[START OF RECORDS PROVIDED]

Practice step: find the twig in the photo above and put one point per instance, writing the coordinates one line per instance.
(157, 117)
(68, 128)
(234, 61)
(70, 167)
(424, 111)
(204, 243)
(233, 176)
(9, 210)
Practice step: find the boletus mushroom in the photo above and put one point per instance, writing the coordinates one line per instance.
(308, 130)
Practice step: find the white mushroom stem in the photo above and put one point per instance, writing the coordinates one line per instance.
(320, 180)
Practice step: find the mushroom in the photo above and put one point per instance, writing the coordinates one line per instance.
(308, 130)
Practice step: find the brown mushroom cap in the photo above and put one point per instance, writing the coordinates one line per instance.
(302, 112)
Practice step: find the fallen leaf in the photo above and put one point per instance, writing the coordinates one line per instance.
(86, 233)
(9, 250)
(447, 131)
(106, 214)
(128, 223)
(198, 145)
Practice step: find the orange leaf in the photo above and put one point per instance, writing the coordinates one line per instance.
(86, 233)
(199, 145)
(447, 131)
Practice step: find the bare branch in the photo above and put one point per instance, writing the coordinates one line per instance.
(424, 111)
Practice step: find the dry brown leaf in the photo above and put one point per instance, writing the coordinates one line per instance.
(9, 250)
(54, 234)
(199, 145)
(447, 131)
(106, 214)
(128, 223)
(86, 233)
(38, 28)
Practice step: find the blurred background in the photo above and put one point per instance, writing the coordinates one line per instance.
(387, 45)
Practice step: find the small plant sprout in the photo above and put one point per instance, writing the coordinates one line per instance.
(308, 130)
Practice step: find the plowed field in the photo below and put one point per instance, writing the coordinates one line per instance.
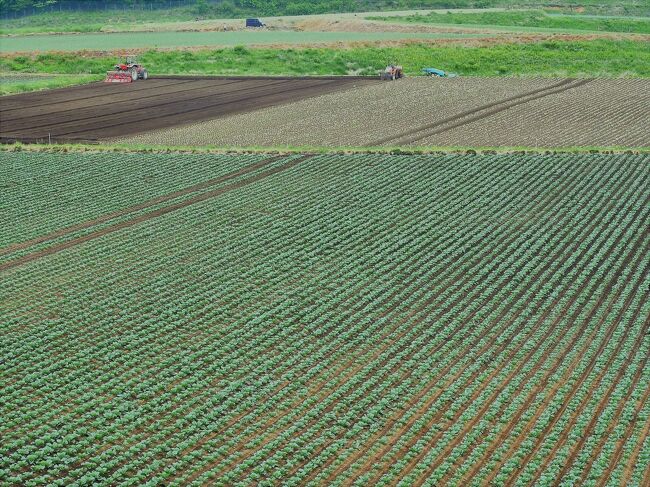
(102, 110)
(174, 319)
(466, 112)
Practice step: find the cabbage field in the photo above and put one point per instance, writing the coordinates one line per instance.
(367, 319)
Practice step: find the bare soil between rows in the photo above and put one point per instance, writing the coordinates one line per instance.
(101, 110)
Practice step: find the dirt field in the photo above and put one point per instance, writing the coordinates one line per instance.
(450, 112)
(101, 110)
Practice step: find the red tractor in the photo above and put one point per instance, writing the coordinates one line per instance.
(392, 72)
(127, 72)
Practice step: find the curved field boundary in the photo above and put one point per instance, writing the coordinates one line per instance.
(148, 216)
(142, 206)
(462, 118)
(348, 375)
(290, 409)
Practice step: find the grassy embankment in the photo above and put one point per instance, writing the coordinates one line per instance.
(108, 20)
(602, 57)
(139, 148)
(33, 82)
(527, 20)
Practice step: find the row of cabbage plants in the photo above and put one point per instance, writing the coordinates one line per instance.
(362, 319)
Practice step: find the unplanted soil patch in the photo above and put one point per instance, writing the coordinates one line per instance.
(100, 110)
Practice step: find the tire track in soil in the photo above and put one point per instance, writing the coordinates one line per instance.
(503, 435)
(378, 353)
(430, 385)
(184, 114)
(552, 423)
(539, 388)
(438, 348)
(575, 449)
(485, 384)
(148, 216)
(468, 166)
(341, 369)
(628, 470)
(357, 293)
(95, 112)
(464, 114)
(520, 439)
(141, 206)
(396, 340)
(149, 117)
(58, 96)
(113, 102)
(493, 111)
(599, 447)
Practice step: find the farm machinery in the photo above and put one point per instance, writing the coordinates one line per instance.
(392, 72)
(438, 73)
(126, 72)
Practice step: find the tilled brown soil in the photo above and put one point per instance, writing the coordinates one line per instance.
(101, 110)
(457, 112)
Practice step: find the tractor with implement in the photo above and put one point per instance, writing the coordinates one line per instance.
(392, 73)
(129, 71)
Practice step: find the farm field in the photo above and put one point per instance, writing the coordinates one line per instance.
(161, 40)
(326, 319)
(101, 110)
(482, 112)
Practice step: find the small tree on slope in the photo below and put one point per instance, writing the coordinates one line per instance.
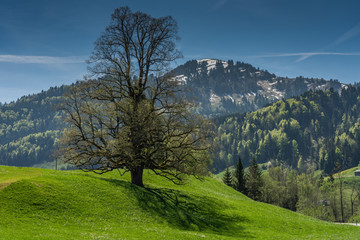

[END OF RECORDS PROVIDED]

* REQUIRED WORK *
Output word for word the lines of the data from the line containing "Practice step: find the tractor" through the end of the data, inclusive, and leave the pictures out.

* OUTPUT BELOW *
Practice step: find the tractor with implement in the photo above and put one point per instance, writing the coordinates one line per instance.
(392, 73)
(129, 71)
Practice step: find the farm field in the photo above and put one point per instance, writing the coordinates one line per instance.
(161, 40)
(326, 319)
(101, 110)
(482, 112)
Practice step: find the small tree on slope in the photo below and put one point per instance, writing the coordinates one line per instance.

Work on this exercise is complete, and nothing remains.